Start of INPUT DATA

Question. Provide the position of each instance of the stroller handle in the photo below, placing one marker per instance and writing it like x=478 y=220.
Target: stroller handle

End of INPUT DATA
Start of INPUT DATA

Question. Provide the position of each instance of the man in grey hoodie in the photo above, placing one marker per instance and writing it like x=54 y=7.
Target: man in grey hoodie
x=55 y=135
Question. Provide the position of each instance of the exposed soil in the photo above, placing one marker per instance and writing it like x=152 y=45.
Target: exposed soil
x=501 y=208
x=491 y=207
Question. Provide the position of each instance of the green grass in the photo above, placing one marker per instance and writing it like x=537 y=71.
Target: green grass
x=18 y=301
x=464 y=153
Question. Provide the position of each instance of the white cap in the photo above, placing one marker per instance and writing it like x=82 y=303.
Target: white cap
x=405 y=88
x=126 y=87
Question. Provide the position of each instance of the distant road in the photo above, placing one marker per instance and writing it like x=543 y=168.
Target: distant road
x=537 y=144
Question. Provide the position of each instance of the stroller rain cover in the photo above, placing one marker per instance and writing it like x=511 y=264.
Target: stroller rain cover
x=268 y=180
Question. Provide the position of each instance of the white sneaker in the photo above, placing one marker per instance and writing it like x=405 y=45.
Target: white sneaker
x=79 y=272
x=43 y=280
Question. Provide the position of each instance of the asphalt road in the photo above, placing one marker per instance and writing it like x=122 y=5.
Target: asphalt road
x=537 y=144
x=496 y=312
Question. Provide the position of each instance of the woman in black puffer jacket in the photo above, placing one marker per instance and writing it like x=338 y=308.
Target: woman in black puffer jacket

End of INPUT DATA

=== WORK REQUIRED ===
From the entries above, print the lines beginning at the one with "Question. Provide the position of each instance of the woman" and stopping after the one with "Target: woman in black puffer jacket", exactly as written and with nothing else.

=== YOUR RESPONSE ===
Question. Provide the position of each instance of the woman in black puffer jacket in the photo above, placing one marker per instance and writing it like x=338 y=308.
Target: woman in black puffer jacket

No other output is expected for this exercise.